*** Provided material ***
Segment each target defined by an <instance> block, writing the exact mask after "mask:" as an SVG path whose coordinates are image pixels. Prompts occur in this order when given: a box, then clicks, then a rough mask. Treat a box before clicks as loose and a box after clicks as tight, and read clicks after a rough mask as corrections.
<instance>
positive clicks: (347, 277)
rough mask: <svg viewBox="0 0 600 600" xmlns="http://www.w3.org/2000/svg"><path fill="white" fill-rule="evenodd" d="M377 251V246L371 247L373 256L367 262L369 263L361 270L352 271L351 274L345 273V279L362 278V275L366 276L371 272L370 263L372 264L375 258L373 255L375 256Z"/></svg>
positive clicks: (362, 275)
*** End of Provided material ***
### Directions for this task
Output the lines above verbatim, with no changes to any character.

### Exercise answer
Segment each target defined by an <instance> block, writing the exact mask after "mask:" as an SVG path whose coordinates are image pixels. Prompts occur in this order when given: a box, then clicks, then a rough mask. Treat a box before clicks as loose and a box after clicks as tight, and read clicks after a rough mask as corrections.
<instance>
positive clicks: (347, 277)
rough mask: <svg viewBox="0 0 600 600" xmlns="http://www.w3.org/2000/svg"><path fill="white" fill-rule="evenodd" d="M377 251V246L371 247L373 256L367 262L369 263L361 270L352 271L351 274L345 273V279L362 278V275L366 276L371 272L370 263L372 264L375 258L373 255L375 256Z"/></svg>
positive clicks: (362, 275)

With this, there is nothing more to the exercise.